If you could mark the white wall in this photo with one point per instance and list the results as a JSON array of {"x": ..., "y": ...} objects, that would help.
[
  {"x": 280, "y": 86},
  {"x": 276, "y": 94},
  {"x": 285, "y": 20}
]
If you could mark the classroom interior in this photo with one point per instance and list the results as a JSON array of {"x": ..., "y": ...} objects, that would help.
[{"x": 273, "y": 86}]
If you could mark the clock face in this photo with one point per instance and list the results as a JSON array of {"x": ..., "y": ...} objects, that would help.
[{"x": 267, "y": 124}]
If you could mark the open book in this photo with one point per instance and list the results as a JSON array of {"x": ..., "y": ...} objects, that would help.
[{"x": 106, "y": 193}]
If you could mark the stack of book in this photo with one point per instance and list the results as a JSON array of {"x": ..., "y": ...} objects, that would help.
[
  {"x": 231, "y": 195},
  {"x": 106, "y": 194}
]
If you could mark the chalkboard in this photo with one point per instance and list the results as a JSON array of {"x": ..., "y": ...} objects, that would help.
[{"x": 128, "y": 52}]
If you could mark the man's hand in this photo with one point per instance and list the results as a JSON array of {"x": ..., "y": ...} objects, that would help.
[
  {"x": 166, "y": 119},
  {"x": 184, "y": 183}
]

_____

- **Assigned task**: When you reach the end of the data above, set it all down again unchanged.

- **Answer**:
If you could mark the white wall in this photo with one point per instance and list the results as a JSON array of {"x": ..., "y": ...} objects, that would help.
[
  {"x": 280, "y": 86},
  {"x": 276, "y": 94},
  {"x": 285, "y": 20}
]
If you could mark the classroom interior in this photo with one point per instance and list the results as a JSON array of {"x": ..., "y": ...} objects, that would help.
[{"x": 273, "y": 86}]
If you could mark the clock face in this photo with one point per instance and list the results as a JSON array of {"x": ..., "y": ...} objects, that would help.
[{"x": 267, "y": 124}]
If you could mark the open book in this photo with one point per instance and list the results as a JSON array of {"x": ..., "y": ...} objects, that would help.
[{"x": 106, "y": 193}]
If you could mark the stack of book in this photo with one point per instance and list the results as a JSON array of {"x": ..., "y": ...} objects, that would help.
[
  {"x": 231, "y": 195},
  {"x": 106, "y": 194}
]
If you could mark the chalkboard in this photo with one point per instance and list the results as a JSON array of {"x": ..., "y": ...} objects, that would help.
[{"x": 128, "y": 52}]
If you could mark the man's hand in this photo with one point per instance and list the results as a JSON array of {"x": ..., "y": ...} objects, that would help.
[
  {"x": 166, "y": 119},
  {"x": 184, "y": 183}
]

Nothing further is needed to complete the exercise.